### Given passage
Had a similar problem, found various answers. Here's what I found.
You can't delete 7z files with xp_delete_file. This is an undocumented extended stored procedure that's a holdover from SQL 2000. It checks the first line of the file to be deleted to verify that it is either a SQL backup file or a SQL report file. It doesn't check based on the file extension. From what I gather its intended use is in maintenance plans to cleanup old backups and plan reports.
Here's a sample based on Tomalak's link to delete backup files older than 7 days. What trips people up is the 'sys' schema, the trailing slash in the folder path, and no dot in the file extension to look for. The user that SQL Server runs as also needs to have delete permissions on the folder.
DECLARE @DeleteDate datetime
SET @DeleteDate = DateAdd(day, -7, GetDate())
EXECUTE master.sys.xp_delete_file
0, -- FileTypeSelected (0 = FileBackup, 1 = FileReport)
N'D:\SQLbackups\', -- folder path (trailing slash)
N'bak', -- file extension which needs to be deleted (no dot)
@DeleteDate, -- date prior which to delete
1 -- subfolder flag (1 = include files in first subfolder level, 0 = not)
Note that xp_delete_file is broken in SP2 and won't work on report files; there's a hotfix for it at [http://support.microsoft.com/kb/938085]. I have not tested it with SP3.
Since it's undocumented, xp_delete_file may go away or change in future versions of SQL Server. Many sites recommend a shell script to do the deletions instead.

Dataset entries
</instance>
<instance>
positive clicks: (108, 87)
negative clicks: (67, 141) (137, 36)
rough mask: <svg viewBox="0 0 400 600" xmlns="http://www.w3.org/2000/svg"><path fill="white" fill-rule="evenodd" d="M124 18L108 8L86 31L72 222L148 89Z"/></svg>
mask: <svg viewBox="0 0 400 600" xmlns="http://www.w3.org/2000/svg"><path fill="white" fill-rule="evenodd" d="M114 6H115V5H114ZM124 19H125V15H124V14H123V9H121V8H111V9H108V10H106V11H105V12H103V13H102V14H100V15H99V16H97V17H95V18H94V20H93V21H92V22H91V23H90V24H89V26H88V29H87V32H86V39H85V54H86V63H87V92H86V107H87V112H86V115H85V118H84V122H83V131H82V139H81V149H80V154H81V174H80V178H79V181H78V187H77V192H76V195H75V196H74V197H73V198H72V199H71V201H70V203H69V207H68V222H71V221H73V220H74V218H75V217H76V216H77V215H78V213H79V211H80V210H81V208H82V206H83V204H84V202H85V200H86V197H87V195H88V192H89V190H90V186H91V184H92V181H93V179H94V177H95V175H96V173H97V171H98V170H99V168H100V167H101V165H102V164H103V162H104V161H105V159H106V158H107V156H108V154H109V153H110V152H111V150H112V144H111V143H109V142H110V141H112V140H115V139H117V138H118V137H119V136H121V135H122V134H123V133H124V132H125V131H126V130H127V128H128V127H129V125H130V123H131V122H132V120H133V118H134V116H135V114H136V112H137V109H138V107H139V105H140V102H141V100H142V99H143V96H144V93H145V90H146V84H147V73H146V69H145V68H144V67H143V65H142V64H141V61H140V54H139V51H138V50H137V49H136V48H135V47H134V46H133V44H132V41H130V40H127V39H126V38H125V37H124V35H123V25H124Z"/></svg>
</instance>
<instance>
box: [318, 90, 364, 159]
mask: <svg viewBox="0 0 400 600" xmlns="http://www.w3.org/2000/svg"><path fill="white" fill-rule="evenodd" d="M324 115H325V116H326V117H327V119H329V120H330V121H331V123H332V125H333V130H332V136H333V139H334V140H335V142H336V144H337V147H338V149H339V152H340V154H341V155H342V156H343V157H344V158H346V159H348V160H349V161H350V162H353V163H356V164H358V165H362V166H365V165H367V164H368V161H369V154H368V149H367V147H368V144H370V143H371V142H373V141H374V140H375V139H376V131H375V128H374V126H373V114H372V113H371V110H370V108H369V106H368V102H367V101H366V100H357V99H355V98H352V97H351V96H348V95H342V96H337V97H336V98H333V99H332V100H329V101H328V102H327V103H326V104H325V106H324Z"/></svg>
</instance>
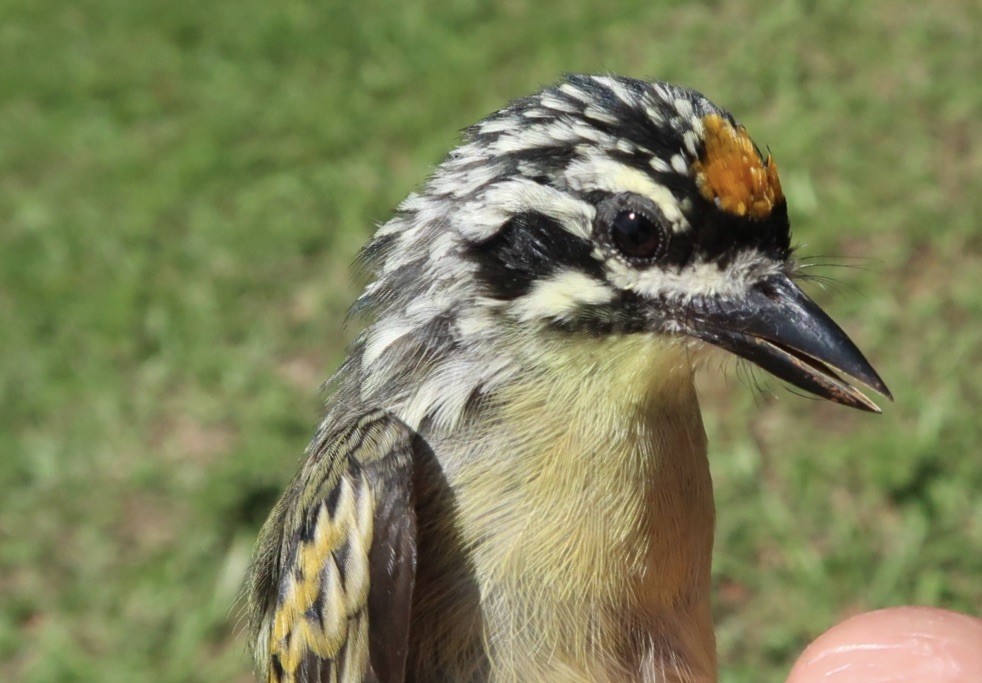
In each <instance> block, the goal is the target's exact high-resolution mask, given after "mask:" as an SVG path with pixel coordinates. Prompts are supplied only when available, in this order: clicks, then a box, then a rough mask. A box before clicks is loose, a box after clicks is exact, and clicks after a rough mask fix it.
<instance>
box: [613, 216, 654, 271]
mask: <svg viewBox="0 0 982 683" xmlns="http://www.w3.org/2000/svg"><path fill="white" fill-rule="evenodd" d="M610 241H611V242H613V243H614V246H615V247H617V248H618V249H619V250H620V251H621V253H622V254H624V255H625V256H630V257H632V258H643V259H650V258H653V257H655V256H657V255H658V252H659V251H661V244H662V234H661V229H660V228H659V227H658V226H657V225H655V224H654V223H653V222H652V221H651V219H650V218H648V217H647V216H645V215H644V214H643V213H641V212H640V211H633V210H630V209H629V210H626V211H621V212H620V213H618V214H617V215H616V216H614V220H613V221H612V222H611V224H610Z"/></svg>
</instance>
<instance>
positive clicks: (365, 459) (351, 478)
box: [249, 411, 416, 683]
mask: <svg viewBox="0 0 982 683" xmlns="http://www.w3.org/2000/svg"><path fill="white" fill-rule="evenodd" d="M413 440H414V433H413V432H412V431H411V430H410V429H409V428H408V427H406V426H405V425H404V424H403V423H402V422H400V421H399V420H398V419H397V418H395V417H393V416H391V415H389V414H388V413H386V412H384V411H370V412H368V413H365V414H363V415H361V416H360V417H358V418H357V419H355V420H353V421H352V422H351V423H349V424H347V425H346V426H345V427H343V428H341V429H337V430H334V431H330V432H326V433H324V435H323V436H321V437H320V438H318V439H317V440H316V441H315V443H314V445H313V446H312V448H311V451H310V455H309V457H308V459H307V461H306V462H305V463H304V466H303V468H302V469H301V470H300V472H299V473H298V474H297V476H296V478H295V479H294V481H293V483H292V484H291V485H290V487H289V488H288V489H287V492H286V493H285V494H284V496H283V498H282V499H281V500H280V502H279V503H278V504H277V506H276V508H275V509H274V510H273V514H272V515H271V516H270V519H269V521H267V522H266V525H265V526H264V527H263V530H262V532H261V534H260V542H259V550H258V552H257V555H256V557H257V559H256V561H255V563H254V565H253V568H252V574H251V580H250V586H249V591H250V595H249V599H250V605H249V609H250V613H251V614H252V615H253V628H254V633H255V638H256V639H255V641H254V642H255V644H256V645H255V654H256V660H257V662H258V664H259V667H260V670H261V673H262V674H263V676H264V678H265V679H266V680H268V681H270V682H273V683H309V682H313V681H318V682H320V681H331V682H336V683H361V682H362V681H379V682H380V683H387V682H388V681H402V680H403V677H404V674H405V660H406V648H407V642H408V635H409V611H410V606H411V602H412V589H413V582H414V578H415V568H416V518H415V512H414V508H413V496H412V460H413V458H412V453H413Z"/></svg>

### Task description
Answer these questions about the xp_delete_file text, one per line:
1. What part of a file does xp_delete_file check before deleting it?
2. Which FileTypeSelected value stands for FileReport?
3. In which service pack does xp_delete_file fail on report files?
The records are separate material, unrelated to the text.

### Exercise response
1. The first line of the file, to verify that it is a SQL backup file or a SQL report file.
2. 1
3. SP2